» Приведённый отрывок

○ ○ ○ ○ ○

Из «правых» — пришел один, из «левых» — никто не пришел мириться. Да и кому приходить? Погибли все, умерли: ни Писарева, ни Щедрина, ни Елисеева, ни Зайцева на этом свете.
Через три дня после визита Филиппова Лесков заболел. Но поднялся и, превозмогая себя, попытался жить дальше. Ища опоры в старых привычках, он поехал, как было заведено, вокруг Таврического сада, — в санях, по февральскому сырому ветру. При астме, при жабе грудной, застарелой, — это его и добило. Он умер через неделю, 21 февраля 1895 года, шестидесяти четырех лет от роду, перед смертью запретив говорить о себе надгробные речи: он им не верил.
Впрочем, отошел старый воитель легко, во сне; последние слова его были добры и кротки; сына, сидевшего возле постели с кислородной подушкой, отсылал к семье: «Там беспокоятся… Пожалуйста, поезжай. Мне лучше…»
Что взять мне из самых последних работ его? Рассказы не шли: цензура резала. Мелкая журнальная злоба дня шла — обычной рябью. А крупное? Было и крупное. Из крупных опусов один, пронзительной силы, успел выйти в «Историческом вестнике» в октябре 1894 года, при начале последней зимы, за четыре месяца до смерти.
Это большой очерк, или, может быть, статья, вместившая в себя очерк. Называется «Вдохновенные бродяги». Вещь обширная, плотная, написанная во всеоружии мастерства и в опалении неукротимого темперамента, — и, однако, это вещь, мало замеченная, не подхваченная, почти неизвестная по сей день даже и усердным читателям Лескова: в два посмертных собрания, Суворина и Вольфа, вошла (собственно, суворинское–прижизненное, да том двенадцатый с «Бродягами» вышел после смерти автора, в 1896 году); в современных же изданиях Лескова, не исключая и одиннадцатитомника 50–х годов, — этого очерка нет. Поэтому современному читателю его неоткуда узнать.

○ ○ ○ ○ ○

» Краткое задание
Продолжите приведённый выше текст о кончине Лескова и его последних работах, начав сразу после заключительного предложения.

○ ○ ○ ○ ○

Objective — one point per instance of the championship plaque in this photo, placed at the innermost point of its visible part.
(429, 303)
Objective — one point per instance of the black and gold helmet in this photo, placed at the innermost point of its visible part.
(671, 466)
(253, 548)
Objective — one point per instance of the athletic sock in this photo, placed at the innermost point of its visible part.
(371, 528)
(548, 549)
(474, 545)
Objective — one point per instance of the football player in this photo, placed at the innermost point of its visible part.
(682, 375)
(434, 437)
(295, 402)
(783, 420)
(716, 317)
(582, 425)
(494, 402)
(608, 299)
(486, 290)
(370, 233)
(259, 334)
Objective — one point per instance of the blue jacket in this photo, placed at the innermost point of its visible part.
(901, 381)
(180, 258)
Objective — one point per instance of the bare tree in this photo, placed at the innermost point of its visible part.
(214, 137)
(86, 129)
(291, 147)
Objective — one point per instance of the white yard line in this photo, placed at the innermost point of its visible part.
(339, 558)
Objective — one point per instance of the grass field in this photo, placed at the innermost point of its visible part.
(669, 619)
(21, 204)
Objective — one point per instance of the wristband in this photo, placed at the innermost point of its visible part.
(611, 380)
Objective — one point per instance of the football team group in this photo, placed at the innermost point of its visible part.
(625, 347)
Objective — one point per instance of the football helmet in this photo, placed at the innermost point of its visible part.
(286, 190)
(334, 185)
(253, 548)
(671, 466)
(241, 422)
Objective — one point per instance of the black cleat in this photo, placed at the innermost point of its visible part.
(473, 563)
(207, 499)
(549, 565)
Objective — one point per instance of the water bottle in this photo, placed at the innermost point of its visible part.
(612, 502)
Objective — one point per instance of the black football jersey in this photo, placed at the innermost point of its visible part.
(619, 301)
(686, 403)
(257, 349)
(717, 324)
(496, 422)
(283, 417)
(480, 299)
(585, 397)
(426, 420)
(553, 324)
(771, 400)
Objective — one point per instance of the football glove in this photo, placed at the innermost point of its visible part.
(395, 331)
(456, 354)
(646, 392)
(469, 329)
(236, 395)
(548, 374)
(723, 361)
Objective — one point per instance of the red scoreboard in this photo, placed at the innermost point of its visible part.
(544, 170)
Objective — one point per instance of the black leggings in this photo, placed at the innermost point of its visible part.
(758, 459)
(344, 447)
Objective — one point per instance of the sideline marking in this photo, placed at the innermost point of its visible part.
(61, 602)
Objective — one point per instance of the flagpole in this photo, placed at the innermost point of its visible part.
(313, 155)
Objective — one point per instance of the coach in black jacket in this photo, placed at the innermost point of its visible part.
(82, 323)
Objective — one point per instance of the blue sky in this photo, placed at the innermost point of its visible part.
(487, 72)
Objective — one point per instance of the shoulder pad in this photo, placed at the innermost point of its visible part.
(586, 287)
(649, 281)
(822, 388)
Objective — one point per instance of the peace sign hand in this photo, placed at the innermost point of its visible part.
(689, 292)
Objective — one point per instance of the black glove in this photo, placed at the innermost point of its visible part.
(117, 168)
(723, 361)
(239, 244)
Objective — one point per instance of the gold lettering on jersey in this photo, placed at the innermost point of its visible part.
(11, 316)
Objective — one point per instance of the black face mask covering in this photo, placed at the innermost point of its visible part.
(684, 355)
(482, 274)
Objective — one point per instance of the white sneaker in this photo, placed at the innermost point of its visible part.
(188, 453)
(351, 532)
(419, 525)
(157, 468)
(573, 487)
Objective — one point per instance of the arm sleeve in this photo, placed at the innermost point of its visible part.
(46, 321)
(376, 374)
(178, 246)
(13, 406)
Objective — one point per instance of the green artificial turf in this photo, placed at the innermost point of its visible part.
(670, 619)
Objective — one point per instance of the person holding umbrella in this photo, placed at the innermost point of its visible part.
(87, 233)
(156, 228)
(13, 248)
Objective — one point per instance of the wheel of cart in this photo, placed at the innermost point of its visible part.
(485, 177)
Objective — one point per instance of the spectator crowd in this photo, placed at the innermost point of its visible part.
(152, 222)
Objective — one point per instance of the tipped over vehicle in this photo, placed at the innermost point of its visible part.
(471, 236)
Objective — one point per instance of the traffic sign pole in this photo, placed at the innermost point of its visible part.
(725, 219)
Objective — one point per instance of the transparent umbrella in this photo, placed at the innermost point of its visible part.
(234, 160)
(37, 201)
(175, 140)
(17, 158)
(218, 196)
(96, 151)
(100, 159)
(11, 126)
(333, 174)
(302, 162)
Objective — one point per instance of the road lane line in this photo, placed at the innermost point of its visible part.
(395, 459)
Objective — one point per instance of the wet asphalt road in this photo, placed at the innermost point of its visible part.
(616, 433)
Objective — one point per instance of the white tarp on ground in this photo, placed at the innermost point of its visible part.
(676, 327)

○ ○ ○ ○ ○

» Ответ на задание
Между тем «Вдохновенные бродяги» как бы кольцуют, завершая всю тридцатипятилетнюю литературную работу Лескова. Это завершение основной, коренной, сквозной его русской темы — темы скитанья, через «Очарованного странника» восходящей к дерзким статьям «публициста обеих столиц»: к «Переселенным крестьянам», к «Русским людям, состоящим не у дел», к «Ищущим (и не находящим. — Л.А.) коммерческих мест в России». Последним взглядом Лесков всматривается в русского «мельмота»: что же он такое и почему столько в нем решающего сошлось?
Очерк «Вдохновенные бродяги» — комментарий к трем жизнеописаниям трех русских «бродяг», «путешественников», «вольных казаков». Комментарий к трем их, как тогда писали, скаскам.
«Скасками, — объясняет Лесков, — назывались в России сообщения, которые „бывалые“ русские люди, по возвращении из своих удалых прогулок, подавали своим милостивцам или правителям, а иногда и самим государям. В „скасках“ удальцы обыкновенно повествовали о своих странствиях и приключениях, об удали в боях и о страданиях в плену у чужеземцев, которые всегда старались наших удальцов отклонить от любви к родине и привлечь богатыми дарами в свое подданство, но только наши люди обыкновенно оставались непоколебимо верны своему царю и отечеству и все соблазны чужих людей отвергали и постыждали, а потом этим вдохновенно хвастались».
Первая «скаска» — из XVII века — подана царю Михаилу Федоровичу «калужским стрельцом Иваном Семеновым Мошкиным», который рассказал, как томился семь лет на турецкой каторге, затем исхитрился украсть у турок пуд пороха, взять этот порох с собой на корабль, на котором турки перевозили 280 русских невольников, и взорвать корабль, да так ловко, что турки оказались перебиты, а русские почти все живы; затем Мошкин плыл в Россию через «семь земель», причем во всех этих землях иностранцы ему втайне завидовали и соблазняли остаться, но он был стоек.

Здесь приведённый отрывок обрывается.